→ **Exercise**
Render everything from the line containing "indicate the car tyre, one dot per instance" down to the end of the material as a JSON list of strings, one per line, with blank lines omitted.

(Source data)

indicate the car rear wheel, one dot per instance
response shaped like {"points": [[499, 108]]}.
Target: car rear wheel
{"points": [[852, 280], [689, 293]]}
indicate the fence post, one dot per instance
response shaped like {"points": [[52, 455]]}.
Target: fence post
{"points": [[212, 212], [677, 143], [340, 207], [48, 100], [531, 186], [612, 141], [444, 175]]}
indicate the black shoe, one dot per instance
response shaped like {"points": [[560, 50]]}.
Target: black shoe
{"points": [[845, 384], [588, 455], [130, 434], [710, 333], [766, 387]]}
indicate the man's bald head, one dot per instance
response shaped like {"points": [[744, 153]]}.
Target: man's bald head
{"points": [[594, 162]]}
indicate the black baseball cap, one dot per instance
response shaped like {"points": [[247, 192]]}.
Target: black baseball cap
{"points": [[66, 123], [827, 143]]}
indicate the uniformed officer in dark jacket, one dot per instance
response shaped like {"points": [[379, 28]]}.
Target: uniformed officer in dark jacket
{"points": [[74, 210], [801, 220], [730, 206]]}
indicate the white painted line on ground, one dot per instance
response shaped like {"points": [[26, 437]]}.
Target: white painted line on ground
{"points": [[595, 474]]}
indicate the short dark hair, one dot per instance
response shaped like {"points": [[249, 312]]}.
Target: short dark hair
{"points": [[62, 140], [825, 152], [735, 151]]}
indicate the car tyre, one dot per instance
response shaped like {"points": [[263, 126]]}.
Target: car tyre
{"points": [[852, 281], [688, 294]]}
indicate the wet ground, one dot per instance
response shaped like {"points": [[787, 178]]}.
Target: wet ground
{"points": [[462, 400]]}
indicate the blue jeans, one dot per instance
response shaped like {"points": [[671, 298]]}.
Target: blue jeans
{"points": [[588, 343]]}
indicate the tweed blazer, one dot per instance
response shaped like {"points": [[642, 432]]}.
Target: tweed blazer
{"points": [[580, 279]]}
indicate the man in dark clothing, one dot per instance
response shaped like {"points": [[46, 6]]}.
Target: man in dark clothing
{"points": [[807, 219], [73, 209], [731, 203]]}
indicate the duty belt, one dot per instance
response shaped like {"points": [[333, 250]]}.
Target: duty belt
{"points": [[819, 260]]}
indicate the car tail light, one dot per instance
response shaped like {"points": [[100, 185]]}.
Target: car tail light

→ **Response**
[
  "indicate the car tyre, one dot per instance",
  "response shaped like {\"points\": [[263, 126]]}.",
  "Target: car tyre",
  "{\"points\": [[852, 281], [688, 294]]}",
  "indicate the wet ground, one dot per instance",
  "response shaped like {\"points\": [[787, 178]]}.",
  "Target: wet ground",
  "{\"points\": [[462, 400]]}",
  "indicate the blue jeans, one dot per instance",
  "response shaped like {\"points\": [[671, 298]]}.",
  "Target: blue jeans",
  "{\"points\": [[588, 343]]}",
  "indicate the tweed blazer, one dot per instance",
  "response shaped like {\"points\": [[642, 432]]}.",
  "Target: tweed blazer",
  "{\"points\": [[580, 279]]}",
  "indicate the man in dark clothing, one dot per instance",
  "response shaped like {\"points\": [[46, 6]]}.",
  "Target: man in dark clothing",
  "{\"points\": [[807, 219], [73, 209], [731, 203]]}",
  "indicate the duty belt, one dot per instance",
  "response shaped like {\"points\": [[333, 250]]}.",
  "Target: duty belt",
  "{\"points\": [[819, 260]]}",
  "indicate the car tail light, one dot per instance",
  "response shaped like {\"points\": [[100, 185]]}.",
  "Target: car tail light"
]